Stated problem: Print out each record below, unaltered and complete, without its images.
[Start Dataset rows]
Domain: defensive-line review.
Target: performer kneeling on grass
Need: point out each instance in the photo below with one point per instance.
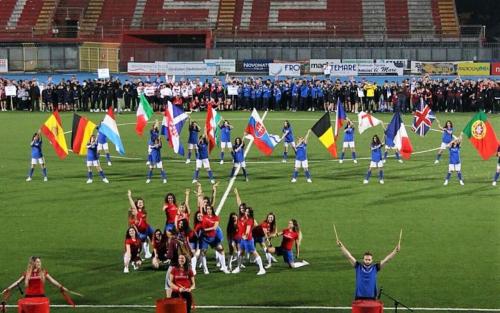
(37, 156)
(291, 235)
(376, 160)
(301, 158)
(366, 272)
(93, 161)
(455, 164)
(181, 281)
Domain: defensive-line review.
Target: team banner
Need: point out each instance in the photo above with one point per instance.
(284, 69)
(473, 69)
(387, 69)
(317, 65)
(222, 65)
(256, 65)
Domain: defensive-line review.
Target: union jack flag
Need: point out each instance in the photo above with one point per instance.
(422, 121)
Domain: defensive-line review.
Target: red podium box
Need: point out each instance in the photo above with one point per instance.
(33, 305)
(171, 305)
(367, 306)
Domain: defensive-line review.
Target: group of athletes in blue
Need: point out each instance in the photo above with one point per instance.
(198, 144)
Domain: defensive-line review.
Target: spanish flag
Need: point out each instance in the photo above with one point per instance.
(323, 129)
(52, 129)
(80, 135)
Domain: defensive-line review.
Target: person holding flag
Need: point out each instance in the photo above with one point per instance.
(225, 138)
(445, 139)
(376, 160)
(93, 161)
(37, 156)
(301, 158)
(155, 160)
(455, 162)
(348, 142)
(202, 160)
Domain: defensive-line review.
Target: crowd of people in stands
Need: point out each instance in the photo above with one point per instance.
[End Dataset rows]
Full output:
Domain: defensive-line review.
Target: performer kneeling on grass
Need: point out each instance in the photo below with one point per instance.
(37, 156)
(291, 235)
(376, 160)
(301, 158)
(366, 272)
(93, 161)
(455, 164)
(181, 281)
Domain: defensive-line review.
Target: team banner
Need: point out each instance in the photo above with one point per instance.
(284, 69)
(473, 69)
(387, 69)
(317, 65)
(222, 65)
(256, 65)
Domain: defensive-line review.
Target: union jack flag
Need: point out each instance in the photo above with one point per instance.
(422, 121)
Domain: defensive-line review.
Target: red podium box
Need: point out each instance in the photo above with one point per instance.
(33, 305)
(171, 305)
(367, 306)
Domain: defensive-line review.
Target: group of athletes in blue
Need: point out each instance in the photo above with one point per instance.
(198, 144)
Domain: defensive-line review.
Target: spanish flag
Need: point out each instance in the photo above with one point per instance.
(323, 129)
(52, 129)
(80, 135)
Domain: defensive-line review.
Target: person holding flag
Need: point out each instance in the photo above with one point per instance.
(225, 138)
(445, 139)
(376, 160)
(93, 161)
(37, 156)
(301, 158)
(155, 160)
(455, 162)
(348, 142)
(202, 160)
Domain: defensive-line review.
Target: crowd of people in stands
Need: point out each instance in the photo above with one point per instance.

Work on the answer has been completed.